Background and Aims With a 51% increase in demand for paediatric cardiology services from 1989 to 1994 [Arch Dis Child 2006;91:11 892–895], a major recommendation of the Paediatric Congenital Cardiac Service review was that a cardiologist from the tertiary centre and the local clinical lead should join to hold outreach clinics, reducing the major strain on tertiary treatment providers. As such, a 61% increase in outpatient clinics over 5 years was reported by Wagstaff et al. [Heart 1998;79:223–224]. It is key that these joint clinics provide the same high standard of care as otherwise provided; thus, the aim of this audit was to ensure that this bi-monthly joint-clinic provides that, and to study the demand currently placed on it.
Methodology 238 patients scheduled to attend the clinic over 4 months from December 2015 to March 2016 were studied retrospectively from patient records, using a pro forma to examine ‘Did not attend’ (DNA) rates, referral routes, requested outcomes v’s actual outcome, investigations undertaken etc.

### PROVIDED DATA
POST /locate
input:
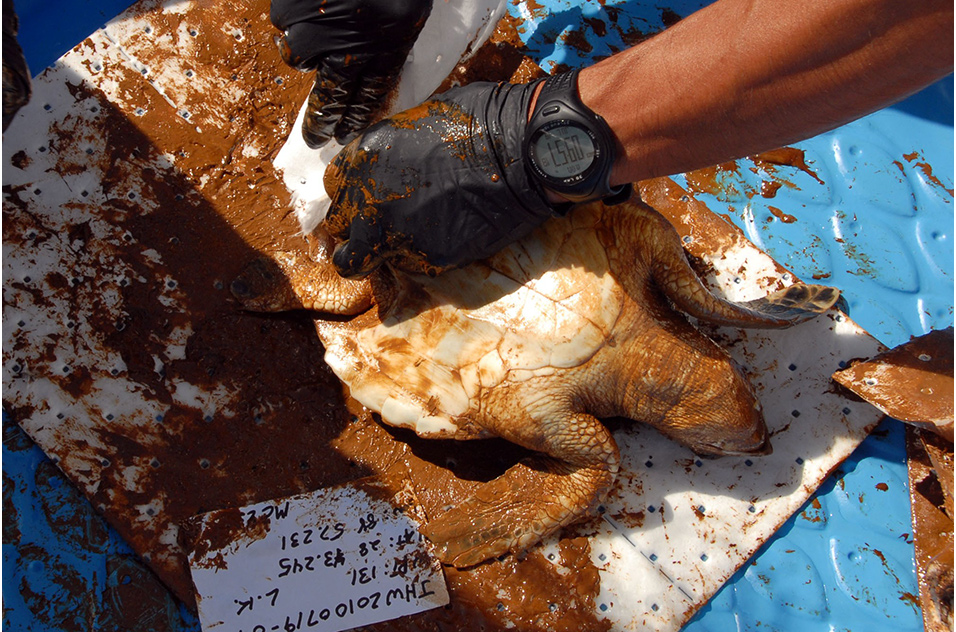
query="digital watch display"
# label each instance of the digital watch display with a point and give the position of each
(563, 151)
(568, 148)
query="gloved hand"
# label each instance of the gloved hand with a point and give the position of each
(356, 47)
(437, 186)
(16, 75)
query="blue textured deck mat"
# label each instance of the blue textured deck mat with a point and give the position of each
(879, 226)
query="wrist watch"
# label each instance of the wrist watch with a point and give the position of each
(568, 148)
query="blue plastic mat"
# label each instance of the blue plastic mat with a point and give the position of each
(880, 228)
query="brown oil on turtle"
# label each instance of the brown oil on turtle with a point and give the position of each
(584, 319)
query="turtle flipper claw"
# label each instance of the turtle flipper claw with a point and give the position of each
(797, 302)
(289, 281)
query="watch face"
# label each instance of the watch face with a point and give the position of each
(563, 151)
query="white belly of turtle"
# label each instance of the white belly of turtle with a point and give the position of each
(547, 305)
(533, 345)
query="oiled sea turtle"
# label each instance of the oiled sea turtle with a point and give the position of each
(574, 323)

--

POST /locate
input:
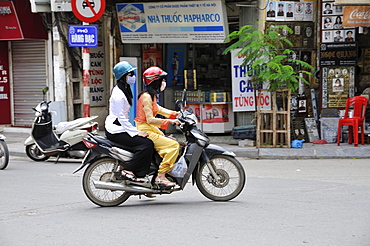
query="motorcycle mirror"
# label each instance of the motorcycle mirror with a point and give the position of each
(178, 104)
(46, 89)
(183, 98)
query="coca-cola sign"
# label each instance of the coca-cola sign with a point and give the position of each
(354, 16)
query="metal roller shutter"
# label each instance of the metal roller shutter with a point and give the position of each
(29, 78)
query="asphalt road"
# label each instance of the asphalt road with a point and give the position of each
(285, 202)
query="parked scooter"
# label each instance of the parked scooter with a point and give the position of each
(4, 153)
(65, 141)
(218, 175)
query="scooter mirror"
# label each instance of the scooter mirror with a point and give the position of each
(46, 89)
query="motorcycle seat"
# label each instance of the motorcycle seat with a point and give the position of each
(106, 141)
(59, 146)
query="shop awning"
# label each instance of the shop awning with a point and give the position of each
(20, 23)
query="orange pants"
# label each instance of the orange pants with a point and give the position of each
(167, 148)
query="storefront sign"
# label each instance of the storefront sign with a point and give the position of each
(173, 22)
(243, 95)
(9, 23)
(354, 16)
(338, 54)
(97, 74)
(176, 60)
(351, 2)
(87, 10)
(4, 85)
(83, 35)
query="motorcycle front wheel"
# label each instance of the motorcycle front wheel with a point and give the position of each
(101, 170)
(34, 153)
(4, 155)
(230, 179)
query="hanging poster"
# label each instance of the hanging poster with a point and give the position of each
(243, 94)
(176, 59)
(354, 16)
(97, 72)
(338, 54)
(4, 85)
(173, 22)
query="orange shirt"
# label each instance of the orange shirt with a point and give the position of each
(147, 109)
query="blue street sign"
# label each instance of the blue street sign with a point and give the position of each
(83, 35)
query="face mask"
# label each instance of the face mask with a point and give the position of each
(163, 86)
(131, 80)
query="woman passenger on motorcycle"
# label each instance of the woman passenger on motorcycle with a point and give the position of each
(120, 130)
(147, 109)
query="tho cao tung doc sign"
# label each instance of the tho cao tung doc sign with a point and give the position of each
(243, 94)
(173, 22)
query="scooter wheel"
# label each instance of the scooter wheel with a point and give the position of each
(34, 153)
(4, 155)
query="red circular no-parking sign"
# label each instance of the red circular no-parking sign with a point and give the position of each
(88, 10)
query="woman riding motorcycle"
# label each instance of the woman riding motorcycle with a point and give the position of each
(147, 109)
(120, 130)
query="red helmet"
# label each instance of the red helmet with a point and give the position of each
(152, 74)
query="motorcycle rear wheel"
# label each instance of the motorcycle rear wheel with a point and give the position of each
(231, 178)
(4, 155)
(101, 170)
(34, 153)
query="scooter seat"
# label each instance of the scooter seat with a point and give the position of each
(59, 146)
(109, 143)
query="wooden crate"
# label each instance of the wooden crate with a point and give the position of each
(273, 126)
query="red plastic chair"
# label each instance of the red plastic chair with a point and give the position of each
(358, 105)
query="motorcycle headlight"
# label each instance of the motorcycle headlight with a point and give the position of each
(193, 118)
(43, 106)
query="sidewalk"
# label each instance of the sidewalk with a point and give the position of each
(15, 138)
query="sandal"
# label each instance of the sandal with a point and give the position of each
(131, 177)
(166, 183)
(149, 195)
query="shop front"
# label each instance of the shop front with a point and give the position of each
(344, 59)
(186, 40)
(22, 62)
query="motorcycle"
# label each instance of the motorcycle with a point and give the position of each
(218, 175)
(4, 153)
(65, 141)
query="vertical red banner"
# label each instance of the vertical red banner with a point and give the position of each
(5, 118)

### WHAT TO WORK ON
A: In the pediatric cardiology audit text, how many patients were studied, and over what period?
B: Write the next part of the pediatric cardiology audit text, picking up after its last sentence.

### ANSWERS FOR THE EXERCISE
A: 238 patients, over 4 months from December 2015 to March 2016.

B:
Results 36 patients were overbooked, with a higher-than-average DNA rate of 25.63%. 212 patients attended for routine follow-up appointments, with 40.66% of patients being seen by a Paediatrician with expertise in cardiology (PEC), and 43.96% seen by a cardiologist. 29% of patients attended had a simple congenital defect, while 17% had a complex congenital defect. 70% of patients were requested to follow-up in the same clinic; 25 fewer patients than requested returned to the clinic between 1–12 months, while 3 patients more than requested returned to clinic >24 months later than their previous appointment. 42.94% of patients seen had an ECG, and 75.71% an Echocardiogram.
Conclusions Although there is a sufficient level of care with a high number of investigations being carried out, this clinic is highly overbooked, predominantly due to the excessive DNA rates and the fact that few patients are discharged back to the PEC. There is an urgent need for more joint-clinics.